### TASK OBJECTIVE
Please rewrite the lines as a numbered list, starting at the line containing "of the wooden" and ending at the line containing "Query: wooden wall panel", with any blank lines omitted.

===== MATERIAL FOR THE TASK =====

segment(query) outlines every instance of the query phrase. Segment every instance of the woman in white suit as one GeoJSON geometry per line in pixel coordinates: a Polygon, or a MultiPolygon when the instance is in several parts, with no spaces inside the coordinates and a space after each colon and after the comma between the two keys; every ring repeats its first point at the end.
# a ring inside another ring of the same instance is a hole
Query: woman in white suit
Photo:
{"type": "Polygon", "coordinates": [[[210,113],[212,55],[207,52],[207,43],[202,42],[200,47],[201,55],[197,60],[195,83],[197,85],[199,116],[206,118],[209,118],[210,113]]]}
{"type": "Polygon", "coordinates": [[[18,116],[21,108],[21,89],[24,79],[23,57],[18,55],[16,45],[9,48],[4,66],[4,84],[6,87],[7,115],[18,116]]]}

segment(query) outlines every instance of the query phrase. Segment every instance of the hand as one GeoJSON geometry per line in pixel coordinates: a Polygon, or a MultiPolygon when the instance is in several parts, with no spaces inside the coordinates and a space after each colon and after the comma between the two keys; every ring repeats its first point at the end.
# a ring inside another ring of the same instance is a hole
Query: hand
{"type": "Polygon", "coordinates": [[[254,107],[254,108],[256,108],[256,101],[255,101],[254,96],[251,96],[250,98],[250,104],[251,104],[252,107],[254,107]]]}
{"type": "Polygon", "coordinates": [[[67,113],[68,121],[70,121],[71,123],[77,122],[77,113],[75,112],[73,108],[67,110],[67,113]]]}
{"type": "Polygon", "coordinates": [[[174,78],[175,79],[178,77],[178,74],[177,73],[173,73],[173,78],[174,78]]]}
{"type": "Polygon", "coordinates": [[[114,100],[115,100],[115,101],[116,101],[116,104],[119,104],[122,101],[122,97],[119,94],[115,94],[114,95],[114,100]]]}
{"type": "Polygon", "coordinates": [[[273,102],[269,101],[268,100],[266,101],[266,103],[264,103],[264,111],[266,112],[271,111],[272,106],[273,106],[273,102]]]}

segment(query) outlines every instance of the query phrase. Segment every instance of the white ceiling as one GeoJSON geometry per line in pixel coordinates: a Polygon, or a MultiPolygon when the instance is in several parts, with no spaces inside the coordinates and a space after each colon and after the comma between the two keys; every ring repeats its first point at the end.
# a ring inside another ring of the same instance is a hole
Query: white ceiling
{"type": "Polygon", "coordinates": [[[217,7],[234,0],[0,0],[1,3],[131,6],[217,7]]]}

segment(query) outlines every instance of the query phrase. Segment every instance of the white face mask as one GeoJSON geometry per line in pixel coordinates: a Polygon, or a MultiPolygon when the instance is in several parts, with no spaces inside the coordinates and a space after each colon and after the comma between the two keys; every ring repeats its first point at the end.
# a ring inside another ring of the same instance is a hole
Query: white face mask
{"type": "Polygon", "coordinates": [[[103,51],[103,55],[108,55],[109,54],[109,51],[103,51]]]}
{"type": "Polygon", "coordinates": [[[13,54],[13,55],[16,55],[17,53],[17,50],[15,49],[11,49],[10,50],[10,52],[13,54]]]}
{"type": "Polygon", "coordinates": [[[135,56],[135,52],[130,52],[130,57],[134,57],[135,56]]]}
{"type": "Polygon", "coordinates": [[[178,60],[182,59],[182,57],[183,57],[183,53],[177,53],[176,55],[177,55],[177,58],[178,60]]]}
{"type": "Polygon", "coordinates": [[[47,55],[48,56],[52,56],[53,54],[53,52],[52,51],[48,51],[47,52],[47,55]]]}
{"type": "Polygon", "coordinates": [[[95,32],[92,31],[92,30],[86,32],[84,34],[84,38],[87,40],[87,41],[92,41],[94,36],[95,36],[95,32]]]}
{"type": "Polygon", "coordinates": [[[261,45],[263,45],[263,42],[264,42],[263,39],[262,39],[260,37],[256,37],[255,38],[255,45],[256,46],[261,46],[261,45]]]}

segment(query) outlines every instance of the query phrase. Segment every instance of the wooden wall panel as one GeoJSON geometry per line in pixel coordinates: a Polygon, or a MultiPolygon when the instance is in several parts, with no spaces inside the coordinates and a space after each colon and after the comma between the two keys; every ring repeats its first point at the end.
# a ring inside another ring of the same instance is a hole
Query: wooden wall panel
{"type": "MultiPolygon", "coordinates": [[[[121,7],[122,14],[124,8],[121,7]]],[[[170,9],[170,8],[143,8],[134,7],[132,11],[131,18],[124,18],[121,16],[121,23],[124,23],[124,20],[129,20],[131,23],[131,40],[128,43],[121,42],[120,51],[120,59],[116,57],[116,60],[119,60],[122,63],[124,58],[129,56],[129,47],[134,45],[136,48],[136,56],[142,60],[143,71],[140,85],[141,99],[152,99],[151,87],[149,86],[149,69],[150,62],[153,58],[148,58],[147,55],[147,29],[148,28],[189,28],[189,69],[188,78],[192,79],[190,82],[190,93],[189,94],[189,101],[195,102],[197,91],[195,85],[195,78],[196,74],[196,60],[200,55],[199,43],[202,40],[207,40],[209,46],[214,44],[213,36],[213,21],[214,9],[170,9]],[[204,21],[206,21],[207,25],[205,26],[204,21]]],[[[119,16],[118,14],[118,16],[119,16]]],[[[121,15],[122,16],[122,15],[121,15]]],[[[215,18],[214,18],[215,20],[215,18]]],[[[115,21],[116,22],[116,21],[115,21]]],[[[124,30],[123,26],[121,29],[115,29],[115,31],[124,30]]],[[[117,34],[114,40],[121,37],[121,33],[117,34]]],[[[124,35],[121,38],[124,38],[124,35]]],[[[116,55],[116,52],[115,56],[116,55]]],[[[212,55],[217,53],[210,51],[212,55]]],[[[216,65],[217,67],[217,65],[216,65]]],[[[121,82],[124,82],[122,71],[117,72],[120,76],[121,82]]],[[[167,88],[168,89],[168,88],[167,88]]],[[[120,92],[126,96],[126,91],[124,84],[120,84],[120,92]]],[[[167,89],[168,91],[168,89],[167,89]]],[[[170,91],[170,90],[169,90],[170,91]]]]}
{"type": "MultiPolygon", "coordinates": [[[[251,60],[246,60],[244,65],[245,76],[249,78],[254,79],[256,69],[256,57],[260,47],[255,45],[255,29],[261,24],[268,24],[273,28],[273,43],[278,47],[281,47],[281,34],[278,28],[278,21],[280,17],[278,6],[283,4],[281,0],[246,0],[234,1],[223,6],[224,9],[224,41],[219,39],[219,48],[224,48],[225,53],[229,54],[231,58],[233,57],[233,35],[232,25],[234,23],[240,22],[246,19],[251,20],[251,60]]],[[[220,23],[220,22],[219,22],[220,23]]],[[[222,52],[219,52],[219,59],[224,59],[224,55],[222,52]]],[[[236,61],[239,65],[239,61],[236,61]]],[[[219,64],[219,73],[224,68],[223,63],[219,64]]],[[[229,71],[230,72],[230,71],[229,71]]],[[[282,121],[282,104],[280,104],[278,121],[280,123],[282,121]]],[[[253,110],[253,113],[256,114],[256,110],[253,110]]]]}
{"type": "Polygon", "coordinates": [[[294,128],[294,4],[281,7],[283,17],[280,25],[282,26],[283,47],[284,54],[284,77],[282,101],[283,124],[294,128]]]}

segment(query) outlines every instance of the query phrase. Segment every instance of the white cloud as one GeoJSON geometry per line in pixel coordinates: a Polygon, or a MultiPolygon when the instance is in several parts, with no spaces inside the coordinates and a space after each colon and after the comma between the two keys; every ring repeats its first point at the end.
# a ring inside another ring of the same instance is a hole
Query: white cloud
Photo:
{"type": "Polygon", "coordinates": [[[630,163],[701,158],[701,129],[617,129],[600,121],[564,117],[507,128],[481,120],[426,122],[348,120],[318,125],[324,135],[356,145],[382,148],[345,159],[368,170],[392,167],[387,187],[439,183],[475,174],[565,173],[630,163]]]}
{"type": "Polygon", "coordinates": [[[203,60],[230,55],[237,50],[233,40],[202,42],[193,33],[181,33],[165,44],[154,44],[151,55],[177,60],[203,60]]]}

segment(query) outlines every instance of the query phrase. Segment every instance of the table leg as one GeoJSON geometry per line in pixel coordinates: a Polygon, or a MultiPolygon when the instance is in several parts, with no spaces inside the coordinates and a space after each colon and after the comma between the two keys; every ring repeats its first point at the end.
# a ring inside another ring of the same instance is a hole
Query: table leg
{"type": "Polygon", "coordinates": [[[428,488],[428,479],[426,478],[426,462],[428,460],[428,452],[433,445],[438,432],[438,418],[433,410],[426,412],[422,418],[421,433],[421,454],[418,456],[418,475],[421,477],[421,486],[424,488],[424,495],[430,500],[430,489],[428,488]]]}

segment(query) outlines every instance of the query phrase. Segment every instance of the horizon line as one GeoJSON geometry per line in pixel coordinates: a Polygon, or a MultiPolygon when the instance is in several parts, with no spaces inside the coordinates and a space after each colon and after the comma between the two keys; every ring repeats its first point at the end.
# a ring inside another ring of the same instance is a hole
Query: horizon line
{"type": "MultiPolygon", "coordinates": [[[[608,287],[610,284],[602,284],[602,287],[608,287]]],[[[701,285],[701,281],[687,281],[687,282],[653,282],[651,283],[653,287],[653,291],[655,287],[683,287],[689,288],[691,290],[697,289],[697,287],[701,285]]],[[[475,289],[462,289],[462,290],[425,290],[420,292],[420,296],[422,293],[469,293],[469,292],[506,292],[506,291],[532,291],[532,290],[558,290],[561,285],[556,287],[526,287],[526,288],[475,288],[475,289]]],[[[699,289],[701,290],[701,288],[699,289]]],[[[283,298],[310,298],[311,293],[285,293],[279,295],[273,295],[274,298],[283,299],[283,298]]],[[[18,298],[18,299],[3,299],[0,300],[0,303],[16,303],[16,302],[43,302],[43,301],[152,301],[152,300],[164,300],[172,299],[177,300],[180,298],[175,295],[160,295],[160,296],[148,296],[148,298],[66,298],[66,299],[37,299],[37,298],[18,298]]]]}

=====

### ANSWER TO THIS TASK
1. segment(query) outlines every instance of the query phrase. Segment every instance of the wooden wall panel as one GeoJSON geometry per line in pixel coordinates: a Polygon, or a MultiPolygon when the instance is in several parts, with no spaces inside the coordinates and a space after each colon and after the comma between the two keys; every ring repeats its first point at the end.
2. # a ring inside another ring of the same instance is a hole
3. Query: wooden wall panel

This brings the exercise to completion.